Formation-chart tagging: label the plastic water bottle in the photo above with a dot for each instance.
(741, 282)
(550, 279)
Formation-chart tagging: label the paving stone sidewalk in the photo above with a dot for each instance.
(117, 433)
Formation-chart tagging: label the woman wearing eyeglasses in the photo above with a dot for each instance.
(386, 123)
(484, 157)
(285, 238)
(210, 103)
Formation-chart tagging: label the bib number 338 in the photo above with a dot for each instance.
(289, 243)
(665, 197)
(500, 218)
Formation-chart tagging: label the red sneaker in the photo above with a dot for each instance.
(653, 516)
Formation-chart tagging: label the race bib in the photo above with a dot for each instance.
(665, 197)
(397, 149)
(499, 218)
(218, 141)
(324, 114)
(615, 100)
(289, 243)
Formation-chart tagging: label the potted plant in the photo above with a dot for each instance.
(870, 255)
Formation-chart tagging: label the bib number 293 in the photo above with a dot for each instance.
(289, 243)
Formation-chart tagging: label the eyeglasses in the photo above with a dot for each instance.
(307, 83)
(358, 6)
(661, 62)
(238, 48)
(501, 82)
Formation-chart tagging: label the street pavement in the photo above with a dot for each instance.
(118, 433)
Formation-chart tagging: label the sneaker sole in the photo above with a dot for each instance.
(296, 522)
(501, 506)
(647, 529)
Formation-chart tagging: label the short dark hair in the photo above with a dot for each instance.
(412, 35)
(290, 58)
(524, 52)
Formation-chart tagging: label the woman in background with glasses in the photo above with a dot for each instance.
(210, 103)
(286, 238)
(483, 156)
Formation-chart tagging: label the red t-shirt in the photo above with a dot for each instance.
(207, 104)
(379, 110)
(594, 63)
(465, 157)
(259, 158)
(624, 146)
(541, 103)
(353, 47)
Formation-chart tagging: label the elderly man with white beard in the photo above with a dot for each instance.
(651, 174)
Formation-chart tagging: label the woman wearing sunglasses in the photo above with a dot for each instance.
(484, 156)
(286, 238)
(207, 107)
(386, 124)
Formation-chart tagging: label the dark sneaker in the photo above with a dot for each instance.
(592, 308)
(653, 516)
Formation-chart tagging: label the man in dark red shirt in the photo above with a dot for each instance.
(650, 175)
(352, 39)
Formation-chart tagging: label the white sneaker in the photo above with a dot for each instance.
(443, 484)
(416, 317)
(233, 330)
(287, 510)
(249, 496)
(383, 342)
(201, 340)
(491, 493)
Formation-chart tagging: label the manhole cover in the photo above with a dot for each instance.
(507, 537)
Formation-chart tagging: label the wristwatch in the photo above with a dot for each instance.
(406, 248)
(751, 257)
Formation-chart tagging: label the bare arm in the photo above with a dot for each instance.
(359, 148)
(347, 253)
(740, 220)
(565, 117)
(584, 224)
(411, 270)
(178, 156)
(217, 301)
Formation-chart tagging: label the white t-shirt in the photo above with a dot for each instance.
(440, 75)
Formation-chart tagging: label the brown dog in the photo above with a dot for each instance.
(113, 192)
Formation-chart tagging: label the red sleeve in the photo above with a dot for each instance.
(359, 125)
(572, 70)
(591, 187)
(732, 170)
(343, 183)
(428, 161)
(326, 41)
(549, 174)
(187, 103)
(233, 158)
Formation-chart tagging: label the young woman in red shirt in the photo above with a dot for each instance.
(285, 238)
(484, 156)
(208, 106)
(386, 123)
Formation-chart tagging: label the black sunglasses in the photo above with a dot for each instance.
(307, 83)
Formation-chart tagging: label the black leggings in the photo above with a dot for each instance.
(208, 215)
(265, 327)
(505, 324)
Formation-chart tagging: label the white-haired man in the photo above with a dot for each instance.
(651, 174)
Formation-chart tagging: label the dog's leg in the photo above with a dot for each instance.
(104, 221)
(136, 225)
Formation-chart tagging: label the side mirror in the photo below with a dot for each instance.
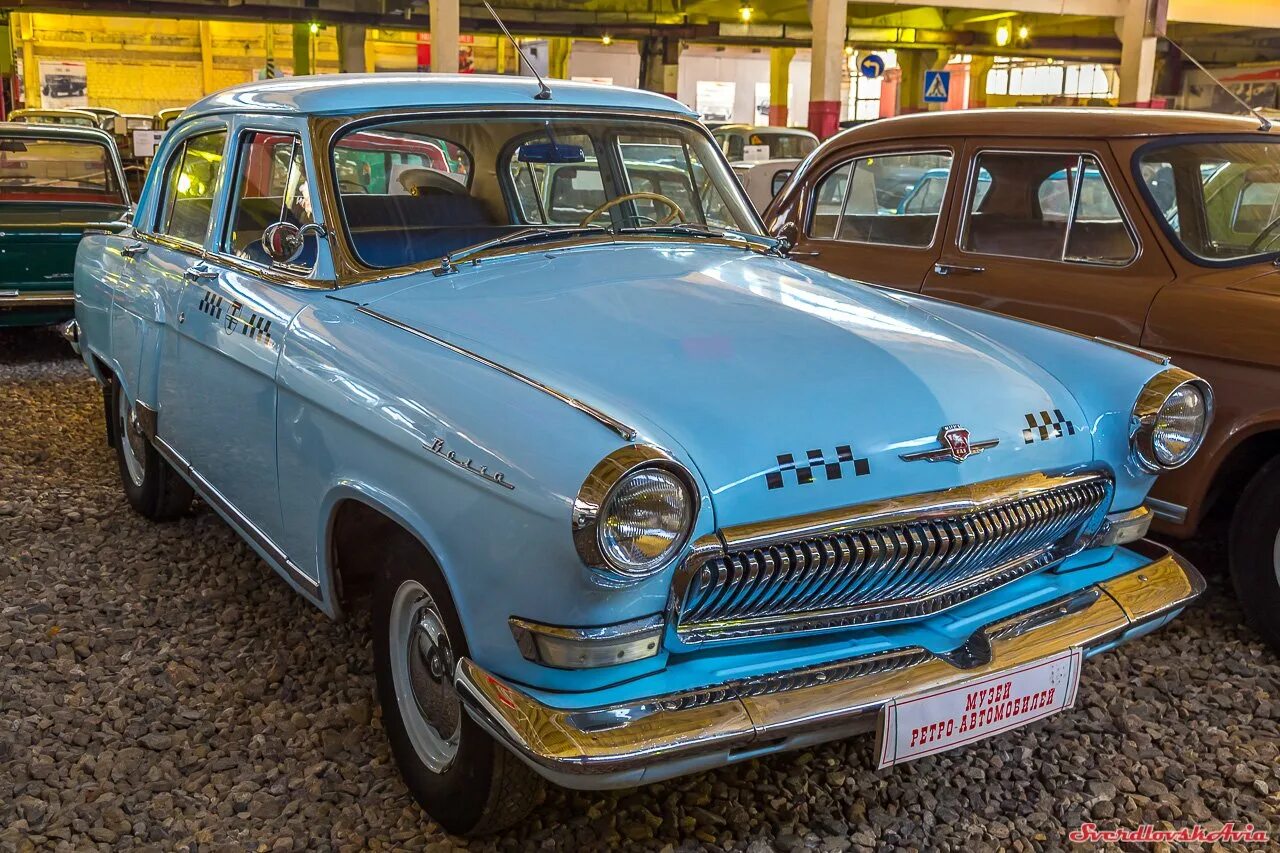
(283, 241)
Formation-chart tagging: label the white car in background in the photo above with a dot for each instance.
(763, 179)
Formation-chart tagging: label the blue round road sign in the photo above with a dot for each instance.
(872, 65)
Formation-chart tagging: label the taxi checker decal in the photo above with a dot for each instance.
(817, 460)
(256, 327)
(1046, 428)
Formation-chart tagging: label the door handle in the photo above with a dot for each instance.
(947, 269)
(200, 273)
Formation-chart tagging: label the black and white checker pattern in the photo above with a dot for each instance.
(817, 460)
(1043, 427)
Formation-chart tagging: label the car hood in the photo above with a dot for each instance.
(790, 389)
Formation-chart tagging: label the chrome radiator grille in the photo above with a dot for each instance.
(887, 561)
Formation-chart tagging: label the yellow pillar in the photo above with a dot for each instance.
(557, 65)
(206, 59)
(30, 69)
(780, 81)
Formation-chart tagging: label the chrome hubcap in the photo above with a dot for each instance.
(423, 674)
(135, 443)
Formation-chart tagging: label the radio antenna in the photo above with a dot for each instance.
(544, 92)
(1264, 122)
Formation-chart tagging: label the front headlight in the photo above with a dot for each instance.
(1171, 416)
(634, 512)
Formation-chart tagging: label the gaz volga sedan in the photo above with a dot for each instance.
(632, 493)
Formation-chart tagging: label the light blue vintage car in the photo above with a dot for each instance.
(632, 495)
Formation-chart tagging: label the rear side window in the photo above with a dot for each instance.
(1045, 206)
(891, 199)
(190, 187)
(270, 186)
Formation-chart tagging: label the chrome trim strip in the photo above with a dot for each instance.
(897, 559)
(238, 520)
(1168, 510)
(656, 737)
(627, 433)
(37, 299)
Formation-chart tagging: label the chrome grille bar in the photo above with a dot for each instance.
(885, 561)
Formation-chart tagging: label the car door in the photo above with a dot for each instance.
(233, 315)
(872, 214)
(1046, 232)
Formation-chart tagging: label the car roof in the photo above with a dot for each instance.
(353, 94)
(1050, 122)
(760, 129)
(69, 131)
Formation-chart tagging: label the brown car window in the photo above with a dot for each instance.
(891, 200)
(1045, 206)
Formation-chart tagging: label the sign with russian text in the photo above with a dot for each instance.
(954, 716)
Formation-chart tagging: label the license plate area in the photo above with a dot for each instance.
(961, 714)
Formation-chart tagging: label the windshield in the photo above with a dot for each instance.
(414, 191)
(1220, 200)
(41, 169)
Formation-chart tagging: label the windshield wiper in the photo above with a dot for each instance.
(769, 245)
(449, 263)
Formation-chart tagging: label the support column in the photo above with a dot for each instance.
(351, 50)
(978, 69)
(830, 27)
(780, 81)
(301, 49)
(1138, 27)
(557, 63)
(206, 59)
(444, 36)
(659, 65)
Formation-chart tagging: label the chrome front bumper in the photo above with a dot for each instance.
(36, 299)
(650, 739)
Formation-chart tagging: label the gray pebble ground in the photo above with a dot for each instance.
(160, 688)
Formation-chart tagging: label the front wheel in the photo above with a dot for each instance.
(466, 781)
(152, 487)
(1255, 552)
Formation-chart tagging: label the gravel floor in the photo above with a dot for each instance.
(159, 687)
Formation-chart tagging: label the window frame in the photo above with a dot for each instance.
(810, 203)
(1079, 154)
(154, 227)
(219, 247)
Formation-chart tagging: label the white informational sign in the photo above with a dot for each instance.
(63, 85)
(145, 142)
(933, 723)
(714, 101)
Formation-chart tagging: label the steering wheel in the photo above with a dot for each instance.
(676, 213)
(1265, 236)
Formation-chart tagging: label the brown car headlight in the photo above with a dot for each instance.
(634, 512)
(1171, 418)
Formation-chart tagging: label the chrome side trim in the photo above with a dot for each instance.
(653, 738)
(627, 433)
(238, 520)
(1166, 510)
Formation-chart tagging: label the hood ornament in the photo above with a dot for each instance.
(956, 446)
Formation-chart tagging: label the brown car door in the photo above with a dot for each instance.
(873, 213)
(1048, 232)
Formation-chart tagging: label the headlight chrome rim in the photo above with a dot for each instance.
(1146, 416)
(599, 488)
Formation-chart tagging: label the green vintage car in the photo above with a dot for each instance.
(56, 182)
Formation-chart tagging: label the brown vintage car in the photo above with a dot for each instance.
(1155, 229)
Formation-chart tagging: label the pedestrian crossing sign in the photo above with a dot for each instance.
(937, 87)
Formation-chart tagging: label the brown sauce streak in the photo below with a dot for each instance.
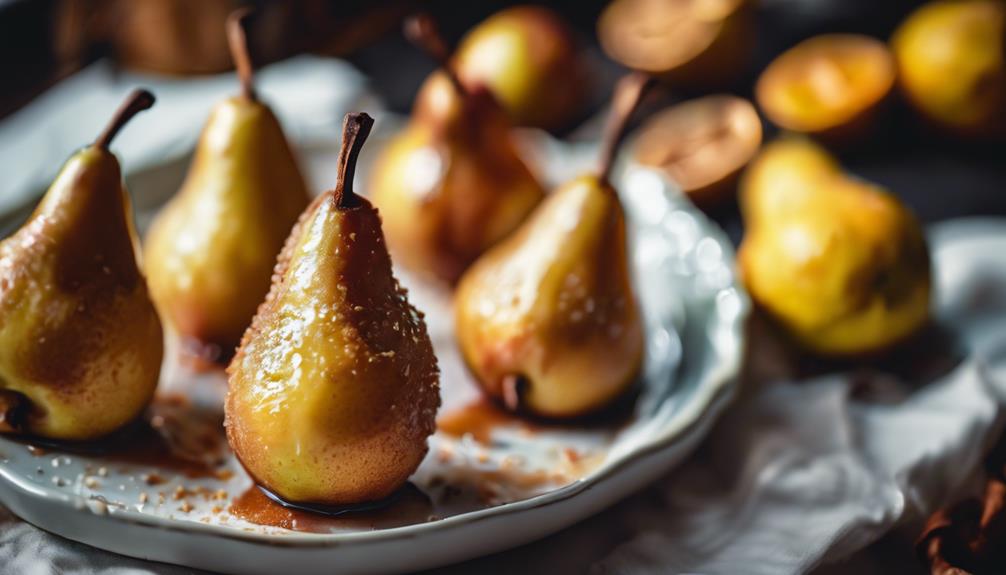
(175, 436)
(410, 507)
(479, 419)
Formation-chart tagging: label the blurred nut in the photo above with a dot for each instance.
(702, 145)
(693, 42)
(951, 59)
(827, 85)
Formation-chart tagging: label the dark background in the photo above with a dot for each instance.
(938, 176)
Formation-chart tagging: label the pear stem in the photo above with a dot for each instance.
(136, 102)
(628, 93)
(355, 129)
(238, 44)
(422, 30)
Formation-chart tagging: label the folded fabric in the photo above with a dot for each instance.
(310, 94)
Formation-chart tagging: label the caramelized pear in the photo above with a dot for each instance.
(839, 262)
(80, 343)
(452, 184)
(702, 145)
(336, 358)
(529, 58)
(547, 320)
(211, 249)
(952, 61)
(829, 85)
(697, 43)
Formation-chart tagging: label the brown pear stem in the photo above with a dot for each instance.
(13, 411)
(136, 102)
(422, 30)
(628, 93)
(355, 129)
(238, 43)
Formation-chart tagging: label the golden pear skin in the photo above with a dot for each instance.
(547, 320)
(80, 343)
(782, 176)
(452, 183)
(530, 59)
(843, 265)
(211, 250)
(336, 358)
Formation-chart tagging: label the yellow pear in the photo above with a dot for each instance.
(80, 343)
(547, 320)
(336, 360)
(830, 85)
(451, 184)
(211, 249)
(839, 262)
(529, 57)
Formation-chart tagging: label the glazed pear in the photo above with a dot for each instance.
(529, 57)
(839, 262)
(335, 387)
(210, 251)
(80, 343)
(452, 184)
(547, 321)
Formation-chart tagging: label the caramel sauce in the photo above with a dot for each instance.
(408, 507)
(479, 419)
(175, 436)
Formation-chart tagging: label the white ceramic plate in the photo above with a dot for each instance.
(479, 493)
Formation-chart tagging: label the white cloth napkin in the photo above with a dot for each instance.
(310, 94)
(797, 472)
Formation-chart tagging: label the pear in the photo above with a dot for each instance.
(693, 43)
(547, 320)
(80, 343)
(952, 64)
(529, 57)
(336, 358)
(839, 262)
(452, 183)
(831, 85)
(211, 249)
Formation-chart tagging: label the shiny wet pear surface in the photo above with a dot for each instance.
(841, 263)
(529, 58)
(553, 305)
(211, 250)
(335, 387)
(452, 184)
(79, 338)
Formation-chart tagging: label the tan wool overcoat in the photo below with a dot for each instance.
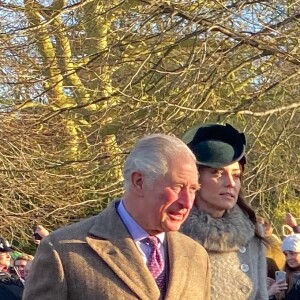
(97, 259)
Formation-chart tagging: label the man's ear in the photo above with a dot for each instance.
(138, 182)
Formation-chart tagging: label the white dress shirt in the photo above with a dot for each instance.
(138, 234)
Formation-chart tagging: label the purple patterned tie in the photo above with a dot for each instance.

Stated goal
Do not include the pictures. Quote only the lines from the line with "Formation-chart tagging: label the white ceramic" through the end of the material, both ends included, exactly.

Result of the task
Formation-chart tagging: label the white ceramic plate in the photo above with a dot for each instance.
(479, 493)
Formation-chart tagging: label the white cloth napkin in the photo above with a dot for each instance.
(310, 94)
(797, 472)
Formation-chart tagging: label the pear in the photo above with a dot for each instance.
(693, 43)
(547, 320)
(80, 343)
(952, 64)
(529, 57)
(336, 358)
(839, 262)
(452, 183)
(831, 85)
(211, 249)
Formation-chart tagging: label the shiny wet pear surface in the photo above with a dot for each instance.
(841, 263)
(529, 58)
(553, 305)
(211, 250)
(335, 387)
(452, 184)
(79, 338)
Formation-chart tagging: label the tan wool overcoat in the photo below with a dot for each instance.
(97, 259)
Formation-chart tagging: label the man's ear in the photo above with a dot for each instance.
(138, 182)
Formation-chart tagging: label the white dress shirt in the photo above with a dot for each instance.
(138, 234)
Formation-chart tagging: label the purple patterned tie in the photo above with a dot for each instance.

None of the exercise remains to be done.